Selected passage
Mad Men Review: The Final Episodes, The Forecast
We know where we've been; we know where we are, let's assume that it's good. But it's gonna get better. It's supposed to get better. -- Don Draper
Who are you? Don't answer the question with your name or your race or your sexual orientation or in any demographic sense. Instead, try to think of exactly what makes you the man or woman you are? What are your strengths? How about your weaknesses; what are they? When you wake up in the morning, what immediately excites you about the day ahead and what was it you prayed for the night before that leaves you anxious, confused, or maybe even terrified?
And, after pondering the question, here's a second one for you: How much does it bother you to know the rest of the world sees you so drastically different than you view yourself?

Aim of the task
Rewrite the stretch of the Mad Men review from "Mad Men Review: The" through "maybe even terrified?", changing "morning" to "evening".

Records
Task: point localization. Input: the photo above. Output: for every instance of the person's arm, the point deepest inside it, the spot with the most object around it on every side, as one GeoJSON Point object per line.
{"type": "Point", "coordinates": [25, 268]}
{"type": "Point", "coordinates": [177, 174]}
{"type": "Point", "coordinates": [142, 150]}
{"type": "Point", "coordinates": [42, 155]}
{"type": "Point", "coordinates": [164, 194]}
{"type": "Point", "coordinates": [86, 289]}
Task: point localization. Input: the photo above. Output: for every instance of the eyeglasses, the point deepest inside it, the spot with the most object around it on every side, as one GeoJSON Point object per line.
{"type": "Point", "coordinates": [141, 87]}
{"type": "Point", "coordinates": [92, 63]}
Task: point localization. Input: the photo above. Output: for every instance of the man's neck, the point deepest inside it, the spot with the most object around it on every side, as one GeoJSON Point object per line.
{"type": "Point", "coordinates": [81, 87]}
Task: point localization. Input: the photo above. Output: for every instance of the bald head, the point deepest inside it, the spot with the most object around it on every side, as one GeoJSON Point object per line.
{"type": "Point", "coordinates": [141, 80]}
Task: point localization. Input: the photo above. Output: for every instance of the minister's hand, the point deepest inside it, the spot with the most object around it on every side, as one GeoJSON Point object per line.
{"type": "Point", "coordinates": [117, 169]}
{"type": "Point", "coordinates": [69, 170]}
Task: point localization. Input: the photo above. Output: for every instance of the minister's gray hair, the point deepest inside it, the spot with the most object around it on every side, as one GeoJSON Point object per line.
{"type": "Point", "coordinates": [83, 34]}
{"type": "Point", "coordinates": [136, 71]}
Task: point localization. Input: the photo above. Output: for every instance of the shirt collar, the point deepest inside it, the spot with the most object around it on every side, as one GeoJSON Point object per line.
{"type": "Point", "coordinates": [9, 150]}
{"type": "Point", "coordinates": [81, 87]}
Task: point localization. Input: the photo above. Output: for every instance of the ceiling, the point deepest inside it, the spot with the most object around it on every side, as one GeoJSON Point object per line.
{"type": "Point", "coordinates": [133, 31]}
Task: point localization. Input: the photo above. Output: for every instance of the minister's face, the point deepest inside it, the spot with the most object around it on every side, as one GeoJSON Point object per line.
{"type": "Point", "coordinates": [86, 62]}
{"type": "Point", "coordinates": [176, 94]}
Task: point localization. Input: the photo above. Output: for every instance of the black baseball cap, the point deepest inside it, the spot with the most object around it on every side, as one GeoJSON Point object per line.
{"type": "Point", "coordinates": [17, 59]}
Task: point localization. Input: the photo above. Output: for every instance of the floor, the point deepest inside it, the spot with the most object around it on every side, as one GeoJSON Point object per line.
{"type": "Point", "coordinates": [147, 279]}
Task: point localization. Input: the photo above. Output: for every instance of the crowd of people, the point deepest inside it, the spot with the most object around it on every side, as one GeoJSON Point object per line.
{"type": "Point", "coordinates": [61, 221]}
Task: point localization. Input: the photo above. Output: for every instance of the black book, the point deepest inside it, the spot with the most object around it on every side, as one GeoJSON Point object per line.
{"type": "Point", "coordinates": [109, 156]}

Output of the task
Mad Men Review: The Final Episodes, The Forecast
We know where we've been; we know where we are, let's assume that it's good. But it's gonna get better. It's supposed to get better. -- Don Draper
Who are you? Don't answer the question with your name or your race or your sexual orientation or in any demographic sense. Instead, try to think of exactly what makes you the man or woman you are? What are your strengths? How about your weaknesses; what are they? When you wake up in the evening, what immediately excites you about the day ahead and what was it you prayed for the night before that leaves you anxious, confused, or maybe even terrified?